• Exercise
Write out every entry exactly as given, but omit the pictures.

• Record extracts
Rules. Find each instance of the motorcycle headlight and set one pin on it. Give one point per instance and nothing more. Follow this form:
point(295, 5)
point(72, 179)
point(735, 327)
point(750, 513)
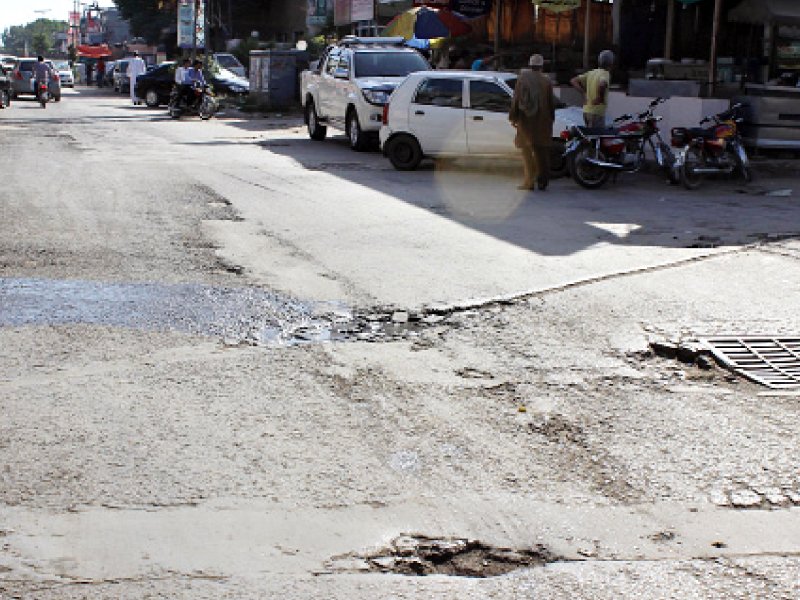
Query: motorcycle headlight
point(377, 97)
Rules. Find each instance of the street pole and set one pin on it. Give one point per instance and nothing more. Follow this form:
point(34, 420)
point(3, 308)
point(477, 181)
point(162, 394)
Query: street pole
point(194, 32)
point(498, 25)
point(712, 64)
point(586, 32)
point(670, 27)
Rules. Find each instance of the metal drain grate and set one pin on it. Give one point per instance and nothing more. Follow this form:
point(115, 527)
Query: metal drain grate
point(773, 362)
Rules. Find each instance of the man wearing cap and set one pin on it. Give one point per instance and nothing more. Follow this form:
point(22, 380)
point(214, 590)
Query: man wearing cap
point(594, 86)
point(533, 110)
point(136, 67)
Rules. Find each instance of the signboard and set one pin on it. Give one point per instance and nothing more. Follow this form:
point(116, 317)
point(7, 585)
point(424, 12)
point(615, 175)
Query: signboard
point(472, 8)
point(317, 13)
point(362, 10)
point(558, 5)
point(190, 25)
point(341, 12)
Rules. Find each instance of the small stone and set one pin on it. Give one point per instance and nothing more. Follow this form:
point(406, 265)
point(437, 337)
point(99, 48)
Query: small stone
point(745, 499)
point(384, 562)
point(664, 349)
point(432, 319)
point(705, 362)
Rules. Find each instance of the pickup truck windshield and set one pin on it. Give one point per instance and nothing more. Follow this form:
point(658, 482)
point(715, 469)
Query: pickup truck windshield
point(388, 64)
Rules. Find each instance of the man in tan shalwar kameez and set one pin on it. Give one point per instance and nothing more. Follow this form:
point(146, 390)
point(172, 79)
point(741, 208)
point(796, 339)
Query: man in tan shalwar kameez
point(532, 113)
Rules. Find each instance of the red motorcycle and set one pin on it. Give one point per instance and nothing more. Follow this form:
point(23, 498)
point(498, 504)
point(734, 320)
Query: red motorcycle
point(717, 149)
point(594, 154)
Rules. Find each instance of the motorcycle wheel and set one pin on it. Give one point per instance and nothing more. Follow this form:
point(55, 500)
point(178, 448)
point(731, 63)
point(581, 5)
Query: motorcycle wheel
point(692, 160)
point(585, 174)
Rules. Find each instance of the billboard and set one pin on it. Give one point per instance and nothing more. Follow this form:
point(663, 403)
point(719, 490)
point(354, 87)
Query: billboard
point(317, 12)
point(362, 10)
point(472, 8)
point(350, 11)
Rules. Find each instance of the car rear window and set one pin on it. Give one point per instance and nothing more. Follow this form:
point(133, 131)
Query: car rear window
point(441, 92)
point(228, 61)
point(388, 64)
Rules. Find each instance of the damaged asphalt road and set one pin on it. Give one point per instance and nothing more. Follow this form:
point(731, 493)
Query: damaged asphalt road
point(180, 420)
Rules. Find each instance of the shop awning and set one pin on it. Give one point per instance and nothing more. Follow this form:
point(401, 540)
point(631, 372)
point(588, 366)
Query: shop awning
point(784, 12)
point(99, 51)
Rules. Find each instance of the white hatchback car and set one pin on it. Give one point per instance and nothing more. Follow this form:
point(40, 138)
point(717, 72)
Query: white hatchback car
point(458, 113)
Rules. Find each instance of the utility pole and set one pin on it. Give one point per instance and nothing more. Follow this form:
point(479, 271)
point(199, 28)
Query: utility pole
point(587, 32)
point(712, 64)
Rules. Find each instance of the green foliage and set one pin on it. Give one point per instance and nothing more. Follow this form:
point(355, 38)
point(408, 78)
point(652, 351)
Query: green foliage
point(35, 37)
point(148, 17)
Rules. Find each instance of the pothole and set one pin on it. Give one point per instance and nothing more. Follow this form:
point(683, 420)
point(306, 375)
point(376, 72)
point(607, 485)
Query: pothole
point(420, 555)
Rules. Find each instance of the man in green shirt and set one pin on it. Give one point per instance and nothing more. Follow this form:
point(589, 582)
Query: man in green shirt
point(594, 86)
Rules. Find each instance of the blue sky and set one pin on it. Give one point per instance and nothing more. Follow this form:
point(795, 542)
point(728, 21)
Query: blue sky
point(16, 12)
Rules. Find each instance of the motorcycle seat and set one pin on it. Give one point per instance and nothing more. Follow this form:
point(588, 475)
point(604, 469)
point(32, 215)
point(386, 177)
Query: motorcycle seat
point(595, 131)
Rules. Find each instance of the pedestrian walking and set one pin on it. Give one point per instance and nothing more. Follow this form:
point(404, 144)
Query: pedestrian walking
point(594, 87)
point(533, 110)
point(101, 72)
point(136, 67)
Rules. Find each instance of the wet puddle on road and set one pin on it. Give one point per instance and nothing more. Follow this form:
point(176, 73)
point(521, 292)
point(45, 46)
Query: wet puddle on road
point(235, 314)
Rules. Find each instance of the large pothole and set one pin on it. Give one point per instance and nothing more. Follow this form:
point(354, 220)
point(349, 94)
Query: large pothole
point(420, 555)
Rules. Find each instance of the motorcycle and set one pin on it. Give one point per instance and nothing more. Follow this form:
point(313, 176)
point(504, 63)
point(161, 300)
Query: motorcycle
point(717, 149)
point(44, 94)
point(199, 100)
point(594, 154)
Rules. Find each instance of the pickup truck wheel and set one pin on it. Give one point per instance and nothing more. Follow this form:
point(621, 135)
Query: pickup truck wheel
point(404, 152)
point(315, 130)
point(358, 141)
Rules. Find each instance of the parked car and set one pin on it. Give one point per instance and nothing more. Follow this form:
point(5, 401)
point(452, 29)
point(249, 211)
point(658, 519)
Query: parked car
point(458, 113)
point(65, 73)
point(230, 62)
point(119, 76)
point(22, 80)
point(352, 82)
point(155, 87)
point(5, 87)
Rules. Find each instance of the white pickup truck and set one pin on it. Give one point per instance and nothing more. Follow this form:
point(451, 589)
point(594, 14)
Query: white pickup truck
point(352, 83)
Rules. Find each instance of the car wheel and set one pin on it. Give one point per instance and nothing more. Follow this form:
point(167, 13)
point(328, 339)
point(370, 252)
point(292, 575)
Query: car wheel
point(358, 141)
point(315, 130)
point(404, 152)
point(151, 98)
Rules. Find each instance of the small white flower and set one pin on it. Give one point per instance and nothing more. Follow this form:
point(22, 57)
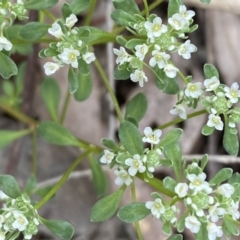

• Exercise answer
Rules. Find each instance of the motorcycle headlight and set one pin on it. Give one point per instance and nothing more. Follow this form:
point(295, 5)
point(72, 179)
point(735, 327)
point(750, 513)
Query: motorcycle headlight
point(377, 97)
Rules. Find each instance of the street pole and set one pin on it. Give one point per instance and nothing more. Follow this form:
point(34, 420)
point(3, 308)
point(477, 181)
point(162, 394)
Query: street pole
point(194, 32)
point(498, 25)
point(712, 64)
point(586, 32)
point(670, 27)
Rules. Find each instance of the metal drain grate and set one pin on it. Give one point per instance and nothing more. Follow this form:
point(115, 527)
Query: metal drain grate
point(773, 362)
Rules. Find each instance of the man wearing cap and set one pin on it. Give one point per instance and nothing more. Follow this form:
point(22, 380)
point(214, 590)
Query: man wearing cap
point(594, 86)
point(533, 110)
point(136, 67)
Rules. Find each instance of the signboard and set one pin on it. Give one point per instance and nothing more. Follow this form:
point(116, 317)
point(7, 585)
point(424, 12)
point(615, 175)
Query: signboard
point(472, 8)
point(317, 13)
point(362, 10)
point(558, 5)
point(190, 25)
point(341, 12)
Rules. Find each instance of the small stone and set one pin on it. Give one point per instance and nothing more. Follow this form:
point(406, 265)
point(437, 337)
point(99, 48)
Query: small stone
point(745, 499)
point(384, 562)
point(664, 349)
point(432, 319)
point(705, 362)
Rules. Find each instance of the pickup truck windshield and set one pin on it. Give one point per instance and nothing more. Follow this form:
point(658, 482)
point(715, 469)
Query: pickup truck windshield
point(388, 64)
Rules. Find each instance of the man in tan shalwar kameez and set one pin on it. Give one point per instance and nothing more. Follow this form:
point(146, 390)
point(172, 79)
point(741, 208)
point(796, 339)
Query: man in tan shalwar kameez
point(532, 113)
Rules. Find each instance of the red motorcycle and set one pin on it. Give one point per instance and nothing more. Follow this form:
point(23, 498)
point(498, 504)
point(734, 320)
Query: red motorcycle
point(717, 149)
point(594, 154)
Rules. Find each instance of the motorcycle wheel and set one pin on it. Give one point per instance and nothing more. Follow this form:
point(55, 500)
point(178, 448)
point(731, 63)
point(581, 5)
Query: motorcycle wheel
point(692, 160)
point(585, 174)
Rules. Find each instance of the billboard and set one pin on it. Give one point per instance and nothing more. Follow this form:
point(663, 403)
point(719, 490)
point(354, 87)
Query: billboard
point(317, 12)
point(362, 10)
point(472, 8)
point(350, 11)
Rules. Find each instance of the car rear window and set one pin on it. Give one point per instance and nothing more. Follow this form:
point(133, 131)
Query: car rear window
point(441, 92)
point(228, 61)
point(388, 64)
Rules. Find each instance of the damaged asphalt road and set one pin on it. Give one point per instance and nothing more. Follow this form:
point(731, 493)
Query: damaged asphalt road
point(180, 420)
Rules. Find each instance of the shop awning and set one pin on it. Give one point per instance and nothing more. Follow this form:
point(401, 540)
point(631, 372)
point(588, 366)
Query: shop awning
point(784, 12)
point(99, 51)
Rules. Find each instance of the white hatchback car and set one pin on it. Give one point per instance and nothing more. Follow this form:
point(40, 138)
point(717, 72)
Query: white hatchback car
point(458, 113)
Rules. Find each instance of the utility pole and set one pin on it. Give one point per instance and nothing more. Follow this form:
point(479, 271)
point(199, 28)
Query: utility pole
point(587, 32)
point(712, 64)
Rules. Find each instance of the green foliage and set one pin on it. Give one point per instance and nothing more. Follow this form:
point(355, 38)
point(408, 78)
point(652, 351)
Query: green foliage
point(35, 37)
point(148, 17)
Rules. Find each instance of the pothole and set one pin on it. Give one point per instance and nothing more. Follow this form:
point(683, 420)
point(306, 375)
point(376, 72)
point(607, 485)
Query: pothole
point(420, 555)
Rules. Find each instance of the man in green shirt and set one pin on it. Give one point per instance and nothing more. Follow this form:
point(589, 582)
Query: man in green shirt
point(594, 86)
Rules. Find each instance of the blue sky and set one pin on it. Give one point per instance and nothing more. Follow this form:
point(795, 542)
point(728, 21)
Query: blue sky
point(16, 12)
Rules. Find each instance of the motorcycle seat and set one pin on it. Give one point per instance and nothing more. Follow this form:
point(588, 475)
point(604, 469)
point(32, 215)
point(386, 177)
Query: motorcycle seat
point(595, 131)
Rules. Find each instance of the pedestrian walking and set one pin on it. Give one point per instance and nothing more. Follow this form:
point(404, 144)
Query: pedestrian walking
point(594, 87)
point(533, 110)
point(101, 72)
point(136, 67)
Rules. Find each instance of the wet puddle on road and set one pin on it. Give one point per instance and nothing more. Follow this form:
point(176, 73)
point(521, 292)
point(45, 46)
Query: wet puddle on road
point(235, 314)
Rules. Find each instance of the large pothole and set one pin on it. Give one point per instance and nothing more. Follow this form:
point(354, 220)
point(349, 94)
Query: large pothole
point(420, 555)
Rules. Find each instance of the motorcycle and set one pin on it. Give one point per instance and nothing more. Follow this form:
point(313, 176)
point(504, 63)
point(161, 300)
Query: motorcycle
point(717, 149)
point(44, 94)
point(199, 100)
point(594, 154)
Rules. Find each instance of the pickup truck wheel and set one pin on it. Give one point per instance and nothing more. Follow this form:
point(621, 135)
Query: pickup truck wheel
point(404, 152)
point(315, 130)
point(358, 141)
Rules. Find each instance of the parked car and set one pin on it. Give one point per instance and nothing more. Follow this form:
point(5, 401)
point(452, 29)
point(249, 211)
point(658, 519)
Query: parked car
point(458, 113)
point(65, 73)
point(230, 62)
point(119, 76)
point(22, 80)
point(352, 82)
point(155, 87)
point(5, 87)
Rules. Find each instance of the white pickup truck and set one pin on it. Give one point per instance and nothing more. Follow this form:
point(451, 589)
point(594, 14)
Query: white pickup truck
point(352, 83)
Rules. Find each instance of the car wheel and set one pin on it. Give one point per instance and nothing more. Follow this form:
point(167, 13)
point(328, 339)
point(370, 252)
point(292, 575)
Query: car wheel
point(358, 141)
point(315, 130)
point(404, 152)
point(151, 98)
Rules. Find each instance of the small white flower and set one pin on it. Give one point per instance and nothing more. Follow this form:
point(22, 57)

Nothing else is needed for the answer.